CONSIGNES DE L'EXERCICE:
1. D'après le texte, pourquoi est-il encore trop tôt pour savoir si la pandémie fera augmenter ou diminuer à long terme la consommation de drogue et d'alcool ? Répondez en une à trois phrases.
2. Veuillez extraire du texte le passage qui va de « Il reste encore » jusqu'à « fait partie, dit-il. ».
3. Selon le texte, combien de verres par semaine Hubert Sacy donne-t-il comme limite pour les hommes ?

══ PASSAGE DU TEXTE

Le Dr Le Foll explique qu'il s'agit de facteurs favorisant l'augmentation de la consommation et la rechute, à un moment critique en termes de ressources. Les rencontres des Alcooliques anonymes sont par exemple annulées dans la province.

Les modèles de soins pour les personnes engagées dans une démarche thérapeutique consistent très souvent en des rencontres individuelles ou en groupe. Il faut que ces formes de soutien s'adaptent à la situation actuelle, ce qui va prendre un petit peu de temps, dit-il.

Créer des dépendances?

Il reste encore trop tôt pour déterminer si la pandémie va mener à une augmentation ou une diminution, à long terme, de la consommation de drogue et d'alcool.

D'un côté, il y a moins de possibilités d'aller à l'extérieur acheter des substances, mais celles-ci sont aussi davantage utilisées afin de diminuer de façon immédiate le niveau d'anxiété, mettent en garde les spécialistes.

Hubert Sacy, directeur général d'Éduc'alcool

Hubert Sacy, directeur général d'Éduc'alcool

Photo : Radio-Canada

Le directeur général d'Éduc'alcool, Hubert Sacy, rappelle qu’il existe des comportements chez les gens, où il y a des valeurs refuges et l'alcool en fait partie, dit-il.

Par exemple, on se dit qu’on ne va pas conduire, l’alcool est à la maison, donc il y a la tentation. Et puis il y a le désœuvrement, notamment avec le temps qui passe, illustre-t-il.

M. Sacy donne quelques astuces pour vérifier sa consommation, comme de compter ses verres. Pas plus de deux par jour pour les femmes, 10 dans la semaine, pas plus de trois pour les hommes, 15 par semaine, précise-t-il.

════
══ DONNÉES

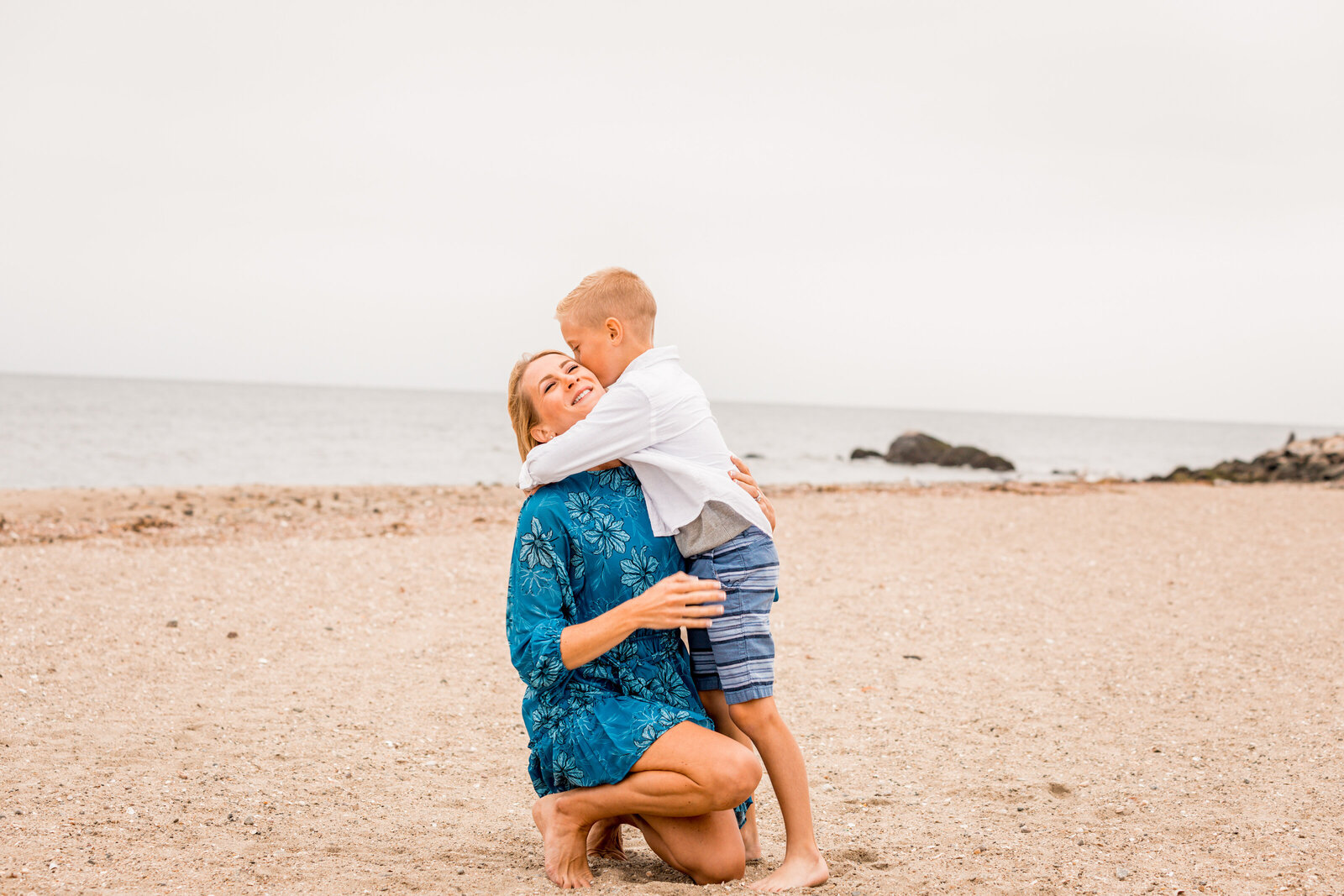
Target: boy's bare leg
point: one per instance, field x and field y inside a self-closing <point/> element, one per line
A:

════
══ DONNÉES

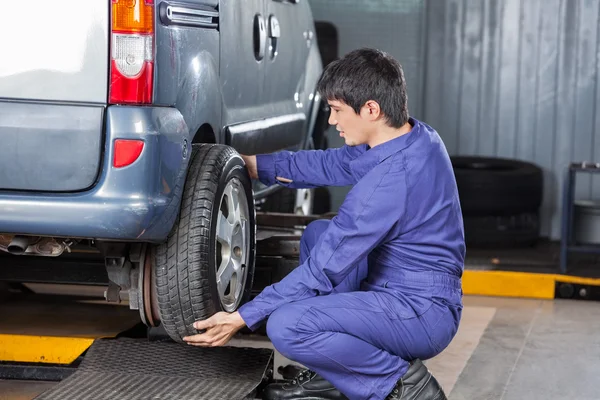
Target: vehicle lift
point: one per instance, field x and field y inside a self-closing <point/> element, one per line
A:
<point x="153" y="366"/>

════

VOS RÉPONSES:
1. Deux effets opposés sont en jeu. Il y a moins de possibilités d'aller à l'extérieur acheter des substances, mais celles-ci sont aussi davantage utilisées pour diminuer de façon immédiate le niveau d'anxiété.

2.
Il reste encore trop tôt pour déterminer si la pandémie va mener à une augmentation ou une diminution, à long terme, de la consommation de drogue et d'alcool.

D'un côté, il y a moins de possibilités d'aller à l'extérieur acheter des substances, mais celles-ci sont aussi davantage utilisées afin de diminuer de façon immédiate le niveau d'anxiété, mettent en garde les spécialistes.

Hubert Sacy, directeur général d'Éduc'alcool

Hubert Sacy, directeur général d'Éduc'alcool

Photo : Radio-Canada

Le directeur général d'Éduc'alcool, Hubert Sacy, rappelle qu’il existe des comportements chez les gens, où il y a des valeurs refuges et l'alcool en fait partie, dit-il.

3. 15 verres par semaine.